___ GIVEN INFORMATION ___
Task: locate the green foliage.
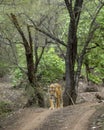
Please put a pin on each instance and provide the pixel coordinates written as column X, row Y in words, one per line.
column 17, row 76
column 51, row 67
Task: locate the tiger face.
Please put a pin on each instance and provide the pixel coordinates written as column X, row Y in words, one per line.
column 55, row 95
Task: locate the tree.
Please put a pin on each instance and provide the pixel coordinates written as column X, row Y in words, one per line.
column 72, row 57
column 28, row 45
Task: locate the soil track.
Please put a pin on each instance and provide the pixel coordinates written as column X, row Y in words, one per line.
column 70, row 118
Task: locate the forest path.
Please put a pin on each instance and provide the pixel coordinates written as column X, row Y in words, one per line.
column 75, row 117
column 69, row 118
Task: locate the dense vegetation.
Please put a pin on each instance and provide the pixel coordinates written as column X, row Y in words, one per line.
___
WHAT NEEDS TO BE DONE: Reproduce the lines verbatim, starting with the line containing "Task: locate the dense vegetation." and going on through the end of the entries.

COMPLETE OUTPUT:
Task: locate the dense vegetation.
Please put a pin on each instance and provide the pixel coordinates written as column X, row Y in words, one per line.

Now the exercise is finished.